● What is needed
Those lines of the following listing which contain the string "blurred" should be returned.
------------------------------
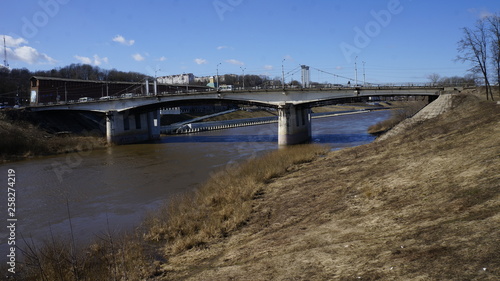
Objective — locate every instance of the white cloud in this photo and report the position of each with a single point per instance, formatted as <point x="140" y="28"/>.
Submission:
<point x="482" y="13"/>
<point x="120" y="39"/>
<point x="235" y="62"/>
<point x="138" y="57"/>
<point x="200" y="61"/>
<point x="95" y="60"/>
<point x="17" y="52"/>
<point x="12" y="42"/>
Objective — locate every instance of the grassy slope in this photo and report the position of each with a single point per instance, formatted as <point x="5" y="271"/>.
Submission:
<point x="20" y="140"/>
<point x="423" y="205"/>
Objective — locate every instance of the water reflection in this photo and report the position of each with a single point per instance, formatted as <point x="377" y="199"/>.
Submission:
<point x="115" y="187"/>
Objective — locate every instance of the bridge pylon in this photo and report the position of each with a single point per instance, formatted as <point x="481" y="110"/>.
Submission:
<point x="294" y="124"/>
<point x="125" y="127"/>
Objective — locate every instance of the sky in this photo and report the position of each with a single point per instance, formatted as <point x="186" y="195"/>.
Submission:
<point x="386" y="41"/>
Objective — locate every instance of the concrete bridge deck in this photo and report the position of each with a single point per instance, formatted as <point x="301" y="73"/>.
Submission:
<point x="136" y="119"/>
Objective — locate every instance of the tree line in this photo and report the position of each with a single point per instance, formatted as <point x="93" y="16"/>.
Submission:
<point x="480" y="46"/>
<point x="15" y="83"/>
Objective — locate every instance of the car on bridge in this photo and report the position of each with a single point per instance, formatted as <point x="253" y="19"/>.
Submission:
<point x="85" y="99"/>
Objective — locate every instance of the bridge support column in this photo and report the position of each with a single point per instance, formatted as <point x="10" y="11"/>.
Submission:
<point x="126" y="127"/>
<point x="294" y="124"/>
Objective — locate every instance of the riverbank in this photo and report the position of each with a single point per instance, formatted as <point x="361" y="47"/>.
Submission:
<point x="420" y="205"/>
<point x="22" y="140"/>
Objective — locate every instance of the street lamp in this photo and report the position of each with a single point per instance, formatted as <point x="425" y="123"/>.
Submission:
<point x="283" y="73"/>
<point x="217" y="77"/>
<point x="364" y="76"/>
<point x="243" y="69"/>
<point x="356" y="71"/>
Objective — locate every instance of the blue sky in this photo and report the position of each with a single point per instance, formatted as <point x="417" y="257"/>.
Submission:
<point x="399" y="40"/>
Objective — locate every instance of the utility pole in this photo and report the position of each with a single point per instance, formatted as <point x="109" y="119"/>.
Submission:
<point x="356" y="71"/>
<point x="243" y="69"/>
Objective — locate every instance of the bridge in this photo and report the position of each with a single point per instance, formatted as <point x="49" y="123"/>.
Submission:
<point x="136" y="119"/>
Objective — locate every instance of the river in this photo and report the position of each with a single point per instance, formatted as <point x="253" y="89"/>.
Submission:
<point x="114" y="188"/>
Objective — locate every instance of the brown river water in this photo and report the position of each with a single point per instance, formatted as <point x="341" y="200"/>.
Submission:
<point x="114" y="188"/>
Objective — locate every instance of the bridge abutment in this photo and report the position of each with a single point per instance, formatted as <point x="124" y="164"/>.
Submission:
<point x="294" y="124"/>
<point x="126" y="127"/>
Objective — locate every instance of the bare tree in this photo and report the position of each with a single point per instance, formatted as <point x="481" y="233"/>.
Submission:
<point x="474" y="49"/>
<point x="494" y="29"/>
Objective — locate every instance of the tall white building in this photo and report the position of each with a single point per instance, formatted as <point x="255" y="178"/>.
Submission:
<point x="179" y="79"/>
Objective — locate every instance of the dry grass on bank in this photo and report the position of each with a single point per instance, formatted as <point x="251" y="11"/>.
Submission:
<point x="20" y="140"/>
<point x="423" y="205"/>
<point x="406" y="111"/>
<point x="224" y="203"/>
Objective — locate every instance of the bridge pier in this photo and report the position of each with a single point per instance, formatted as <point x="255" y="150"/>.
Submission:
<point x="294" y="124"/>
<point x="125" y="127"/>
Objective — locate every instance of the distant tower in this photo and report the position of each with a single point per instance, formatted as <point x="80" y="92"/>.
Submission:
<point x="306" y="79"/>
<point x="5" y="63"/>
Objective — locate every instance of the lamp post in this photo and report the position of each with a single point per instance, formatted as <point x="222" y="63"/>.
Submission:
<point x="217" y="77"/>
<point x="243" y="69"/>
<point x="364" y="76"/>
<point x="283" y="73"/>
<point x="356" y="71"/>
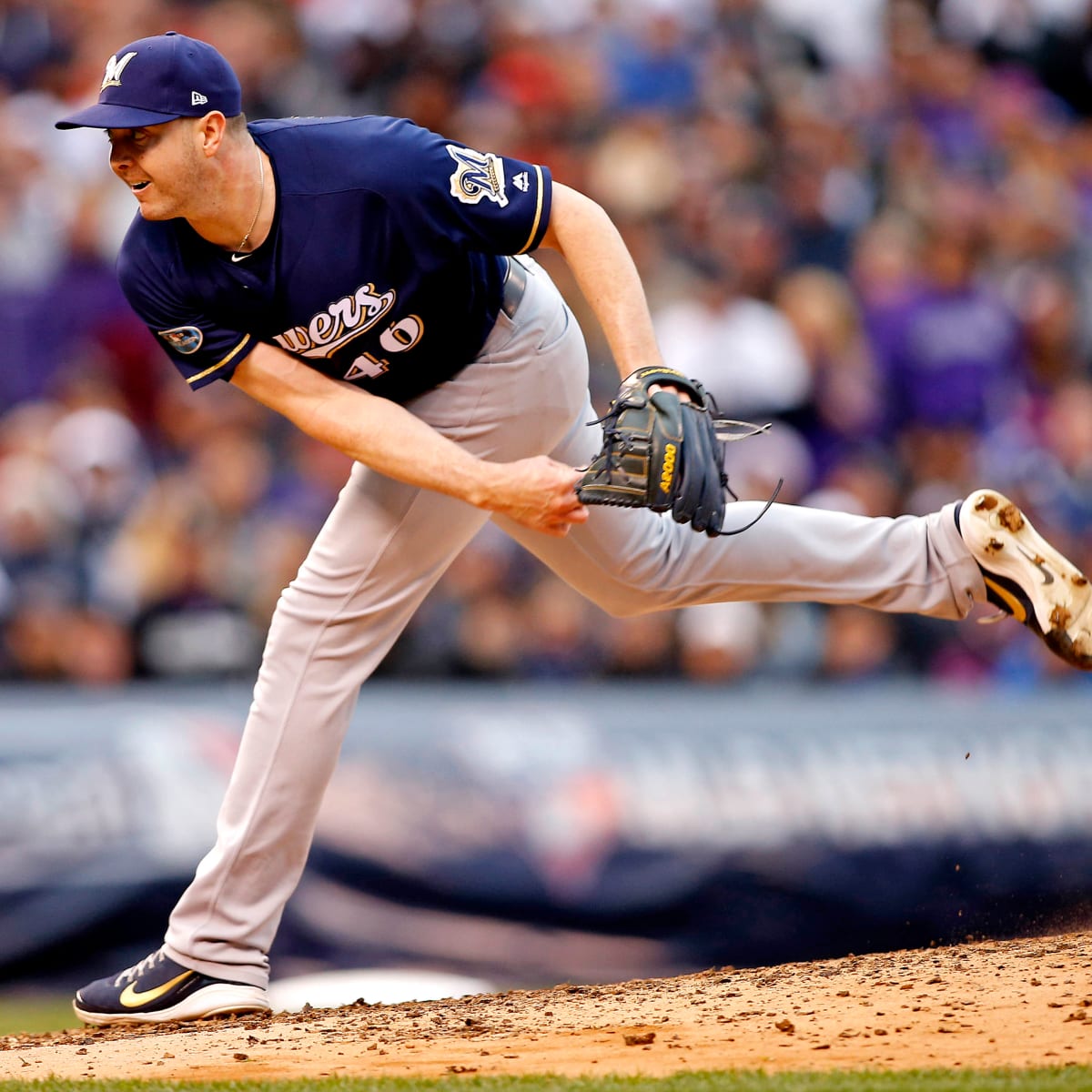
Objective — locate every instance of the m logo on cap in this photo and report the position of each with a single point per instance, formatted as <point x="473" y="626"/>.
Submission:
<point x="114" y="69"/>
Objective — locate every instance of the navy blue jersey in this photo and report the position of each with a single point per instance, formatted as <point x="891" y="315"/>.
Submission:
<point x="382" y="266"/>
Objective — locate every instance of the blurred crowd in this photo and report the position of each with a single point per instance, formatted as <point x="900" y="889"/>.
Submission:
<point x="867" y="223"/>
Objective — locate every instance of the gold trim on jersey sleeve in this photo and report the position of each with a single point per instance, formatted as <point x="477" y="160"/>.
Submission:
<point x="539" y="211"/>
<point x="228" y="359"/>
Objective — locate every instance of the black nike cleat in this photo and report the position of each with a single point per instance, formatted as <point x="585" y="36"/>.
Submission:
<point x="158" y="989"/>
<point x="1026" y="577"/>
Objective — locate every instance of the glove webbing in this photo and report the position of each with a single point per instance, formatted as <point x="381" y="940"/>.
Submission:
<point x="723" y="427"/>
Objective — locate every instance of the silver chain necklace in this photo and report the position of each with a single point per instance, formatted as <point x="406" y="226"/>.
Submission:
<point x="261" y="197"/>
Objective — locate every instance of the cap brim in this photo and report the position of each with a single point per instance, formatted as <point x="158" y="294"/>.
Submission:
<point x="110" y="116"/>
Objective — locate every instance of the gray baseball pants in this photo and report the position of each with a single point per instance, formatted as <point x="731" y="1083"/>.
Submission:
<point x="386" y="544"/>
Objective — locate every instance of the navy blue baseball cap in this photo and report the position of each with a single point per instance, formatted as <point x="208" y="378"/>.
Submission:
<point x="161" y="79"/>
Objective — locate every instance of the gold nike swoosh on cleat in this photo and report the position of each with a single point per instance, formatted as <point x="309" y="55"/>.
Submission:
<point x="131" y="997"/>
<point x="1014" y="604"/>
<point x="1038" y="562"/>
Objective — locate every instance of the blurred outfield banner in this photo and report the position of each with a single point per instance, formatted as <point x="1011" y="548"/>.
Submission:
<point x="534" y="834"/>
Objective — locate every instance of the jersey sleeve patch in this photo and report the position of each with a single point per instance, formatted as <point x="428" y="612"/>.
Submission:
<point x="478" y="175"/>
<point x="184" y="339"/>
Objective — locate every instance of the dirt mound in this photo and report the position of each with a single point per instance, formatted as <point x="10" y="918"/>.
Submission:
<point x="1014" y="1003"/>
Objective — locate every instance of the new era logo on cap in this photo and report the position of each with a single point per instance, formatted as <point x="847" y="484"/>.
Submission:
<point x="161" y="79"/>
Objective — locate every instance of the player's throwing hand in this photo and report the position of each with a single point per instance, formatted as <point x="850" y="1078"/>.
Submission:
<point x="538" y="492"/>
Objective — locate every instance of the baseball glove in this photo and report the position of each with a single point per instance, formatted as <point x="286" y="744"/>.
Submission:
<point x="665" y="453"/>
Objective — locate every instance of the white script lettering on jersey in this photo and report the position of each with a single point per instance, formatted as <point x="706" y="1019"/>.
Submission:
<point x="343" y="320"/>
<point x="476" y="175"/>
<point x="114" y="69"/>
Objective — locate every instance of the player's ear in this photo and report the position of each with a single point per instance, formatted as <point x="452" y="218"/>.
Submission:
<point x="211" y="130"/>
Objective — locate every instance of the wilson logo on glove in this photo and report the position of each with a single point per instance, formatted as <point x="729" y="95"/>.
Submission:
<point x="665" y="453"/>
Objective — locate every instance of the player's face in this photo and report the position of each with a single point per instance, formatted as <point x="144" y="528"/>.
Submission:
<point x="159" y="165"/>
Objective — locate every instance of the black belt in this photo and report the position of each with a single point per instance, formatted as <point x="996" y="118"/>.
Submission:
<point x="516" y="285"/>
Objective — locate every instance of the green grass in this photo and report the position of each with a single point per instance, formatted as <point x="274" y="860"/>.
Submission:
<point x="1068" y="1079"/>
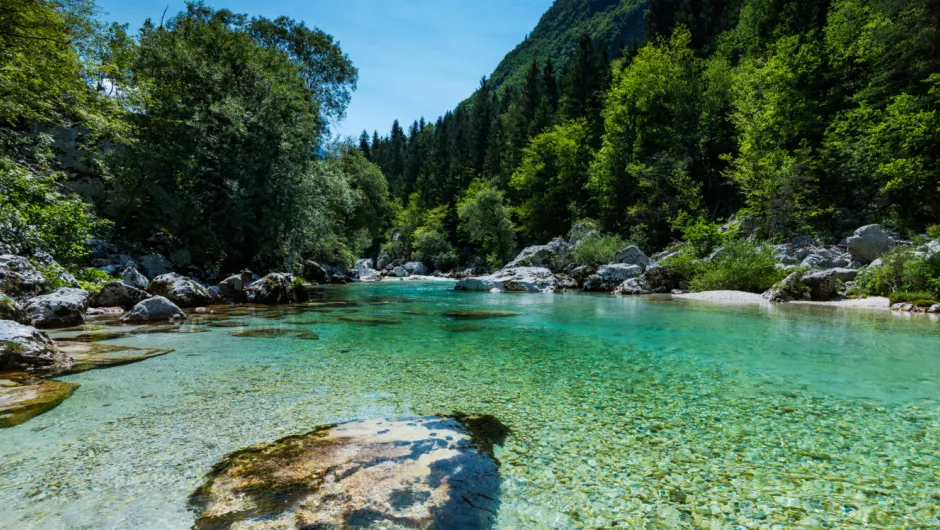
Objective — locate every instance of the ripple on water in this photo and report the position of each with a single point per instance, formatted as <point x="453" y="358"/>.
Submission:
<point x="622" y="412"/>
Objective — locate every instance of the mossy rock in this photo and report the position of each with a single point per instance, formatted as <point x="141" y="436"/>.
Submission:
------------------------------
● Answer to this task
Objective — locate every instance of the blurred crowd in this photo and report the position of each with a single point per instance, formatted as <point x="900" y="889"/>.
Objective — locate every instance of the blurred outfield banner in this photo and report the position of each with a single point per instance, formatted as <point x="1011" y="548"/>.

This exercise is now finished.